Extrait de page
+-------+

Disrupt : un outil pour lutter contre le revenge porn

Disrupt : un outil pour lutter contre le revenge porn

Pour lutter contre le revenge porn et ses ravages, l'association Point de Contact a mis en place Disrupt, un outil de signalement visant à prévenir et à limiter la diffusion non consentie de contenus intimes, y compris de façon proactive.

Le numérique a pris une place importante dans notre sexualité, en particulier chez les adolescents et les jeunes adultes. S'envoyer des sextos et des nudes est aujourd'hui devenu un moyen de séduire, de nourrir sa relation et de partager encore plus d'intimité avec son ou sa partenaire. Malheureusement, ces nouvelles pratiques entraînent parfois la violation de la vie privée et la diffusion non consentie de contenus intimes. Une histoire d'amour avec un jeune garçon finit mal, et ce dernier divulgue alors des photos de son ex-petite amie sur les réseaux sociaux et auprès de ses camarades de classe : c'est un scénario classique d'un cas de revenge porn. Que ce soit par vengeance, pour obtenir de l'argent – c'est ce qu'on appelle de la sextorsion (voir notre article) – ou juste pour s'amuser – en montrant les images à ses amis par exemple –, cette pratique odieuse devient de plus en plus fréquente chez les adolescents et peut conduire à du harcèlement, si ce n'est un suicide. Et ce n'est pas le développement des deepfakes qui va arranger ce phénomène (voir notre article) ! 

Pourtant, il s'agit d'un délit puni par la loi. L'article 226-2-1 du Code pénal stipule en effet que "le fait, en l'absence d'accord de la personne pour la diffusion, de porter à la connaissance du public ou d'un tiers tout enregistrement ou tout document portant sur des paroles ou des images présentant un caractère sexuel, obtenu, avec le consentement exprès ou présumé de la personne ou par elle-même" est puni de deux ans d'emprisonnement et de 60 000 euros d'amende. Cet acte est punissable même si la personne a donné son consentement à l'enregistrement initial de la vidéo ou des images. Le seul fait que la diffusion, notamment sur Internet et sur les réseaux sociaux, ait lieu sans le consentement de la personne suffit. Malheureusement, les procédures, lorsqu'elles sont engagées, sont longues et complexes pour des victimes dont la vie, personnelle comme professionnelle, est bouleversée. Aussi, l'association Point de Contact a dévoilé le 20 novembre le DISpositif d'interRUPTion de diffusion de contenus intimes (DISRUPT) qui, comme son nom l'indique, permet de signaler un contenu de revenge porn pour le faire supprimer, y compris de façon proactive.

Disrupt : un outil pour prévenir et limiter la diffusion de contenus intimes

Initié dans le cadre du laboratoire de la Protection de l'enfance, lancé fin 2022 par Emmanuel Macron, le projet Disrupt est né au sein de l'association Point de Contact, qui lutte contre les "dérives inhérentes à l'évolution et au développement d'Internet" depuis 1998. L'outil, accessible gratuitement en ligne, vise à prévenir et à limiter la diffusion de contenus intimes – des mineurs comme des majeurs – en améliorant le processus de détection grâce au signalement et à la signature numérique.

+-------+

Travail demandé
(1) Traduisez en anglais cette phrase de l'article sur Disrupt : « Cet acte est punissable même si la personne a donné son consentement à l'enregistrement initial de la vidéo ou des images. »
(2) Résumez l'article sur Disrupt en deux phrases.
(3) Donnez la suite de l'article sur Disrupt à partir de l'endroit où il s'arrête.

+-------+

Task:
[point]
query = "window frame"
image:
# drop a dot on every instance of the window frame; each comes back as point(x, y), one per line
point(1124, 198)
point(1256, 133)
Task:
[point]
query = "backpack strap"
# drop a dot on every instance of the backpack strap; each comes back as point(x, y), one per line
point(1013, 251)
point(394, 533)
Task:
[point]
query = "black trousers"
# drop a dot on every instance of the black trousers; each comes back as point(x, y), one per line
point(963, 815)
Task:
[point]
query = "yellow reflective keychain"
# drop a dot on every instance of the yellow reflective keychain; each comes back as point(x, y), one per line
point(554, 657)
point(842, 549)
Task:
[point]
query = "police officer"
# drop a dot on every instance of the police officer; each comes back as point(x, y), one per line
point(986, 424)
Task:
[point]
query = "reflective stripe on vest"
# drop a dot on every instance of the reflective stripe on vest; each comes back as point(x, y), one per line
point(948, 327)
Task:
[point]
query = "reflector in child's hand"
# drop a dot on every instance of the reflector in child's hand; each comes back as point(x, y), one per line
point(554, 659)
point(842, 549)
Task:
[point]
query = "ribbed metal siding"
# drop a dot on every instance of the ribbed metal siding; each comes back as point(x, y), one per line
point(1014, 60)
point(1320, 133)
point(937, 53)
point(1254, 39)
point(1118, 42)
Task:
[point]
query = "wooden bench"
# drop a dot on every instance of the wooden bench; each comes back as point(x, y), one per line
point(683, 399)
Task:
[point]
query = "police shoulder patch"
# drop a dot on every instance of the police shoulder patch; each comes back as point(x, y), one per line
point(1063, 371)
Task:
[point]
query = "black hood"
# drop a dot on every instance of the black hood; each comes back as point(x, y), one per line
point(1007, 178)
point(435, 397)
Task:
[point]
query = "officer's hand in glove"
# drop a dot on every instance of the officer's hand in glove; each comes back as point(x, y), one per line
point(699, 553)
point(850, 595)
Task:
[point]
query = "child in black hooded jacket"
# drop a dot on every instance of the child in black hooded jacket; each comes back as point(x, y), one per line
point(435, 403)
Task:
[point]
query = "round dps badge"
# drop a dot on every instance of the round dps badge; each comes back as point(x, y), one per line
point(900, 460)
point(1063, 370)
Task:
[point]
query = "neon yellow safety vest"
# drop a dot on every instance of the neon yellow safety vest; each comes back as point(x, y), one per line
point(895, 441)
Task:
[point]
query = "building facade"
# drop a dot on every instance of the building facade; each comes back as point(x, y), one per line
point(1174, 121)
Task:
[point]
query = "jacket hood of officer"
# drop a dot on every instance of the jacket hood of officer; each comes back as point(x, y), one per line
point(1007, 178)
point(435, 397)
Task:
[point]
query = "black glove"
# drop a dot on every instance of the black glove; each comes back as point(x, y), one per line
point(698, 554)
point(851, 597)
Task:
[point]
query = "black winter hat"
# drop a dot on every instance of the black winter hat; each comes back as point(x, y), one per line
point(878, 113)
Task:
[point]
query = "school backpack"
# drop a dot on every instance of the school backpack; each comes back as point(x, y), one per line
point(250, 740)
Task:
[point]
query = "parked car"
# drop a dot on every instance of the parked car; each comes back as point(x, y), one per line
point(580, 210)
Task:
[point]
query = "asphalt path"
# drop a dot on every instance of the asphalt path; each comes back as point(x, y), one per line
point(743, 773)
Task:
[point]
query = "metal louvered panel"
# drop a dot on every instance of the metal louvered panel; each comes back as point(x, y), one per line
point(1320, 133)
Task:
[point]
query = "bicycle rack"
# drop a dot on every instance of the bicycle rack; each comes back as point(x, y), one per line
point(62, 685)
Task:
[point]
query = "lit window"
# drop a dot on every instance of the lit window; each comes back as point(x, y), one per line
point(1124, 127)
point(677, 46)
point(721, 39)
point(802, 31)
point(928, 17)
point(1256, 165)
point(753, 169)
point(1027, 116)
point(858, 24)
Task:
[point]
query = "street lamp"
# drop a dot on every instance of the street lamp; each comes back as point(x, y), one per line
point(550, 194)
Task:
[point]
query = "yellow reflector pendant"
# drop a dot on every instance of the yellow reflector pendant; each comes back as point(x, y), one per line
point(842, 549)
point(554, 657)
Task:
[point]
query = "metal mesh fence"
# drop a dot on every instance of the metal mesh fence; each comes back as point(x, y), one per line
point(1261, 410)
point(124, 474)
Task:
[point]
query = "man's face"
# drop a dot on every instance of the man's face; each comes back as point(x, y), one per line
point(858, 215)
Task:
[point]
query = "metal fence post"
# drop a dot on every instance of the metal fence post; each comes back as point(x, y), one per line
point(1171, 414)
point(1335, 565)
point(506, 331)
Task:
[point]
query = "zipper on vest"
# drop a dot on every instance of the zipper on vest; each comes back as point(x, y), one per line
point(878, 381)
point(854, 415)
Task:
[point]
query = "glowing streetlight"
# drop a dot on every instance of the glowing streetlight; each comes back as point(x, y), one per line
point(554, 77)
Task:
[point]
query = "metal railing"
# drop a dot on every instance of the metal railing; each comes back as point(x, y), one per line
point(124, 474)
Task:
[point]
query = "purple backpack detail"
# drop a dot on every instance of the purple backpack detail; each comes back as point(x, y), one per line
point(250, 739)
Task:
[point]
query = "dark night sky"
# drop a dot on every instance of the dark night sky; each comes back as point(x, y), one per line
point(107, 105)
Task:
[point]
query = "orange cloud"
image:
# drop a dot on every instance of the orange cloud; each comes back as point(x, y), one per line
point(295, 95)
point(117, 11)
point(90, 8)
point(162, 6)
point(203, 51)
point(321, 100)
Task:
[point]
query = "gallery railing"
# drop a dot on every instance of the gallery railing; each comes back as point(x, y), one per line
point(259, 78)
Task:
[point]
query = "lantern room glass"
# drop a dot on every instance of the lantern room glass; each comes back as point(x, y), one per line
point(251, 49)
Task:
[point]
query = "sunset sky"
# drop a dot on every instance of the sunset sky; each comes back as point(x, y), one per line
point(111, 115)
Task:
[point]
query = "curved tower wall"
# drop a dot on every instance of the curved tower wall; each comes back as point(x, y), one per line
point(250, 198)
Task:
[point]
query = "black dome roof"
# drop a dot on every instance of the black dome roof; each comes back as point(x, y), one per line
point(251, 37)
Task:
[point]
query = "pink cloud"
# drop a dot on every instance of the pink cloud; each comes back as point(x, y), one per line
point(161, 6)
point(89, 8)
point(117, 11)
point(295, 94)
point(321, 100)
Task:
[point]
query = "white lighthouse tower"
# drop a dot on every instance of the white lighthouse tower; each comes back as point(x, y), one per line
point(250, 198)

+-------+

Corrigé de l'exercice
(1) This act is punishable even if the person gave their consent to the initial recording of the video or images.

(2) L'association Point de Contact a dévoilé Disrupt, un outil accessible gratuitement en ligne qui permet de signaler un contenu intime diffusé sans consentement pour le faire supprimer, y compris de façon proactive. Cette pratique, de plus en plus fréquente chez les adolescents, est un délit puni de deux ans d'emprisonnement et de 60 000 euros d'amende, mais les procédures sont longues et complexes pour les victimes.

(3)
Sur la plateforme Disrupt, toute victime de revenge porn peut signaler les liens des contenus illégaux, qui vont ensuite faire l'objet d'échanges entre l'association, Pharos et les plateformes qui les hébergent – qu'il s'agisse de réseaux sociaux ou de sites pornographiques – dans le but de les faire supprimer au plus vite. La démarche est très simple. Il suffit de remplir le formulaire disponible à cette adresse, en indiquant s'il s'agit de soi ou de quelqu'un d'autre, l'âge de la victime au moment des faits, son adresse mail – c'est facultatif, afin de pouvoir connaître l'évolution de son signalement –, divers éléments contextuels pour raconter ce qui s'est passé, et l'URL menant vers le contenu incriminé. Il est également possible d'envoyer, en joignant un fichier, le contenu qu'un tiers menace de diffuser ou qui a été diffusé sans que l'on ne sache où.

Pour cela, Point de Contact a recours au hachage, un moyen technique qui permet d'attribuer une signature numérique à une image ou à une vidéo. Cette signature est ensuite stockée dans la base de haches de l'association et est mise à disposition des plateformes et des acteurs partenaires. Les codes sont ensuite comparés à chaque image et vidéo – signalée à Point de Contact ou publiée sur une plateforme partenaire – et, s'ils correspondent, le contenu est supprimé, y compris de façon proactive, au moment de sa mise en ligne.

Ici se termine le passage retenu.